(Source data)
::::::::

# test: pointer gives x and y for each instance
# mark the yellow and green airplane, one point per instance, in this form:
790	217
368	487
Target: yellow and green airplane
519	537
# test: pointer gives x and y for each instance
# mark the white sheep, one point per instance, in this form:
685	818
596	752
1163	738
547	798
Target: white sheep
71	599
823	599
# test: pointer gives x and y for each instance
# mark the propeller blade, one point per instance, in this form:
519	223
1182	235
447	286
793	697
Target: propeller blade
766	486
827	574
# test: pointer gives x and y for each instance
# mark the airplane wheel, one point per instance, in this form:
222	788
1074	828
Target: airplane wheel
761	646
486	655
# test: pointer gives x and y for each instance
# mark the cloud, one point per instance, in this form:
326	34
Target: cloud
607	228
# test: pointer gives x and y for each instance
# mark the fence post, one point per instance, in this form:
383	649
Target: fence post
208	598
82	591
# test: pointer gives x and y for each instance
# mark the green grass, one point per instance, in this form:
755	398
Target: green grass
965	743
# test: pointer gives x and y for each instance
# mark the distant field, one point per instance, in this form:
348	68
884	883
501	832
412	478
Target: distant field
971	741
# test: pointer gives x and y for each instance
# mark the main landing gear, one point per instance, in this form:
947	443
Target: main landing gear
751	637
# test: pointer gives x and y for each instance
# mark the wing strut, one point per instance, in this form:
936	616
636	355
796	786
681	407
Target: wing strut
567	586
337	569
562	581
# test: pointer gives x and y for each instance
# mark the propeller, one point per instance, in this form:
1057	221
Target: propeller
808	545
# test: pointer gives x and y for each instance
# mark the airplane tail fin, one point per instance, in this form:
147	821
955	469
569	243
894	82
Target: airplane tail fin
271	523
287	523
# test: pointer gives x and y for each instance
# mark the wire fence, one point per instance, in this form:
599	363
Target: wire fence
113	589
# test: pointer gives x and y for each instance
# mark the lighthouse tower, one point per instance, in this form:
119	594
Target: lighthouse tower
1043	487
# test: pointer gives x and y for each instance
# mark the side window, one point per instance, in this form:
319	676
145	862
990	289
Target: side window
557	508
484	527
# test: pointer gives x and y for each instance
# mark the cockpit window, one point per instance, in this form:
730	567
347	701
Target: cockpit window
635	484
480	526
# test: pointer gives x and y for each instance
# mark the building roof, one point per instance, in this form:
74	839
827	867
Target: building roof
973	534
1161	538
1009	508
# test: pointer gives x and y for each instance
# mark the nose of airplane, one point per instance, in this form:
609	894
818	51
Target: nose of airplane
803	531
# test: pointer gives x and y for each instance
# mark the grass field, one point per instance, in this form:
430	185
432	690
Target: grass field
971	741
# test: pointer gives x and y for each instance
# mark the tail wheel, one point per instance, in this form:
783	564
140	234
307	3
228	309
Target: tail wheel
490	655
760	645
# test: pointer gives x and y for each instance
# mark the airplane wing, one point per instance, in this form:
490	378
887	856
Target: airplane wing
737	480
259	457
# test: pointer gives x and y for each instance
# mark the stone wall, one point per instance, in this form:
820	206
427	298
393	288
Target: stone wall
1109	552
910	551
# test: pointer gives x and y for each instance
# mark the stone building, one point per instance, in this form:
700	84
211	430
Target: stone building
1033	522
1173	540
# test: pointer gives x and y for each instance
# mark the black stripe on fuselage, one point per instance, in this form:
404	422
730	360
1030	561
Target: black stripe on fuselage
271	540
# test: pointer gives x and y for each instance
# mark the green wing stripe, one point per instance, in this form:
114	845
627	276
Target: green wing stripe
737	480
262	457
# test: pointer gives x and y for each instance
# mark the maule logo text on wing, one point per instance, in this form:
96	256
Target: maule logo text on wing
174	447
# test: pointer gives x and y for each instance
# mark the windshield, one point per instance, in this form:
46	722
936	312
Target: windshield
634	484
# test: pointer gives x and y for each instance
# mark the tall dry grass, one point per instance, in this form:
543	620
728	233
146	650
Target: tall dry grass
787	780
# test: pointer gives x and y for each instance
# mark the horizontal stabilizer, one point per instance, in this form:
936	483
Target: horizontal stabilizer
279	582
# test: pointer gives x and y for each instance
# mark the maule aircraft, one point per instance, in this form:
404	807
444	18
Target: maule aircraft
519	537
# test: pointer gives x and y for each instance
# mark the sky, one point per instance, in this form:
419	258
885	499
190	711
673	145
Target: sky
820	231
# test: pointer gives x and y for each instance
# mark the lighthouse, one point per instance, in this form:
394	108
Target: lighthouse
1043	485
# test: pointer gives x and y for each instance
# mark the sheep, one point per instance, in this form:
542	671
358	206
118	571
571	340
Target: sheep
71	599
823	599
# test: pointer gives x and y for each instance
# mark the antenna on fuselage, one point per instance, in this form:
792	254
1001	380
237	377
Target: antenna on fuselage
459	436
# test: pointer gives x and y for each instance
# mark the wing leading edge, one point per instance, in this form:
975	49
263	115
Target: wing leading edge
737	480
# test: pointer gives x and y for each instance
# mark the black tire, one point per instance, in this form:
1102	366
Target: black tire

::::::::

Reproduce each record shown above without altering a single word.

[REPLY TO THE EXERCISE]
# test: pointer gives x and y for each instance
# mark the yellow and green airplane, one point per instance, in this form:
790	217
368	487
Target: yellow and green airplane
519	537
# test: pointer gives x and y for each instance
# mark the white sheep, one point per instance, in this form:
685	818
596	752
1163	738
547	798
Target: white sheep
71	599
823	599
# test: pointer gives x and y for each instance
# mark the propeller blade, one point per instance, in this form:
519	223
1182	235
447	286
793	697
Target: propeller blade
766	486
827	574
# test: pointer gives x and y for each instance
# mark the airplane wheel, one point per instance, in this form:
222	788
1074	828
Target: airplane wheel
761	646
486	655
# test: pointer gives x and y for each instance
# mark the cloud, one point per instance, in this form:
326	34
Target: cloud
607	228
# test: pointer gives x and y for each instance
# mark the fence post, one point per instance, in this form:
383	649
Target: fence post
208	598
82	591
# test: pointer gives x and y for each instance
# mark the green grass, one point per instance, in this form:
755	398
Target: green grass
965	743
# test: pointer gives x and y for each instance
# mark the distant field, one point per instance, in this form:
348	68
884	883
501	832
412	478
Target: distant field
971	741
# test: pointer gives x and y for each instance
# mark the main landing gear, one point per instance, in this form:
947	443
Target: main landing gear
751	637
# test: pointer gives x and y for each instance
# mark the wing strut, one point per instance, in this form:
936	616
636	355
796	786
681	407
Target: wing strut
567	586
337	569
562	581
# test: pointer gives x and y for each instance
# mark the propeller, one point per instance, in this form:
1057	221
Target: propeller
808	545
# test: pointer gives x and y for each instance
# mark the airplane tail fin, one point per instance, in this form:
147	821
955	469
569	243
894	82
Target: airplane tail fin
271	523
287	523
# test: pointer gives x and y for each instance
# mark the wire fence, one point per instance, in this form:
599	363
Target: wire fence
113	589
# test: pointer gives x and y for each instance
# mark the lighthouse tower, one point per instance, in this form:
119	594
Target: lighthouse tower
1043	487
# test: pointer gives x and y for each instance
# mark the side window, one point per instance, in this form:
319	676
145	862
990	289
Target: side window
557	508
484	527
# test: pointer gives x and y for each instance
# mark the cockpit window, one point per instance, in this form:
730	567
347	701
Target: cockpit window
635	484
480	526
# test: pointer gives x and y for each instance
# mark the building roof, one point per instance, in this form:
74	839
827	867
Target: building roof
973	534
1161	538
1009	508
# test: pointer gives x and y for each instance
# mark the nose of airplane, one point per instance, in this form:
609	894
818	51
Target: nose of airplane
803	531
# test: pointer gives x and y for each instance
# mark the grass field, one point per instance, in this form:
430	185
432	690
Target: grass field
971	741
# test: pointer gives x and y for each instance
# mark the tail wheel, one point per instance, in this form:
783	564
140	234
307	3
228	309
Target: tail wheel
490	655
760	645
# test: pointer gives x and y for each instance
# mark the airplane wing, one point per instance, in this form:
490	378
887	856
Target: airplane wing
737	480
259	457
# test: pointer gives x and y for each instance
# mark the stone wall, one point per instance, in this form:
820	206
427	298
393	288
Target: stone wall
1109	552
910	551
# test: pointer gives x and y for each instance
# mark the stone building, one point per instance, in this form:
700	84
211	430
Target: stone building
1033	522
1173	540
# test: pointer gives x and y for each instance
# mark the black stripe on fuselage, one point per instance, in this form:
404	422
730	360
1030	561
Target: black stripe on fuselage
271	540
# test: pointer gives x and y for each instance
# mark the green wing stripe, one point per instance, in this form:
114	845
627	276
Target: green wing stripe
737	480
262	457
# test: pointer gives x and y for each instance
# mark the maule logo text on wing, one point per instance, in this form:
96	256
Target: maule logo text on wing
174	447
# test: pointer gives x and y for each instance
# mark the windshield, one point per instance, in this form:
46	722
936	312
Target: windshield
634	484
# test: pointer gives x and y for each instance
# mark the tall dry grass, one point per instance, in this form:
543	620
728	233
146	650
Target: tall dry grass
787	780
# test: pointer gives x and y for each instance
# mark the horizontal stabilizer, one point per instance, in this form:
936	483
Target: horizontal stabilizer
279	582
# test: pointer gives x and y for each instance
# mark the maule aircraft, one point per instance, in this form:
404	807
444	18
Target: maule aircraft
519	537
# test: pointer gives x and y for each instance
# mark the sky, one point per instance, in this form:
419	258
885	499
190	711
673	145
Target: sky
820	231
# test: pointer gives x and y for each instance
# mark the lighthouse, one point per instance, in this form:
394	108
Target: lighthouse
1043	485
# test: pointer gives x and y for each instance
# mark the sheep, one point per instance, in this form:
542	671
358	206
118	571
571	340
Target: sheep
71	599
823	599
# test: pointer gives x and y for each instance
# mark the antenna on fuselage, one point per instance, in this form:
792	254
1001	380
237	377
Target: antenna on fuselage
459	436
# test: pointer gives x and y for each instance
# mark the wing leading edge, one point per instance, in this form:
975	49
263	115
Target: wing leading edge
737	480
# test: pointer gives x and y for each instance
# mark the black tire, one point per instance, in this form:
1102	366
Target: black tire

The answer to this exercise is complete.